§ **PROBLEM DESCRIPTION**:
Reproduce all of the rows below, requests included, and scale every point coordinate in the answers by a factor of 2.6, rounding each result to the nearest whole number with halves rounded up.

§ **RECORDS FOR THIS EXERCISE**:
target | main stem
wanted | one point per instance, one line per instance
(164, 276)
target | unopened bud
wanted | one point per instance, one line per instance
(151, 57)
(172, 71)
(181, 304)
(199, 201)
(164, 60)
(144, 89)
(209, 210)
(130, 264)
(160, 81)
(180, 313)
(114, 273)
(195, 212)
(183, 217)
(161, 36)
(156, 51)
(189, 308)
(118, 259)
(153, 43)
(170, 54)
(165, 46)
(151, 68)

§ **RESPONSE TO THIS TASK**:
target | main stem
wanted | one point per instance, one line per instance
(426, 718)
target | unopened bud
wanted | one point per instance, one line per instance
(393, 148)
(447, 185)
(471, 790)
(517, 523)
(426, 156)
(374, 231)
(543, 546)
(338, 686)
(416, 211)
(468, 814)
(296, 710)
(507, 551)
(476, 564)
(419, 94)
(406, 133)
(491, 801)
(307, 673)
(398, 112)
(442, 140)
(429, 120)
(393, 177)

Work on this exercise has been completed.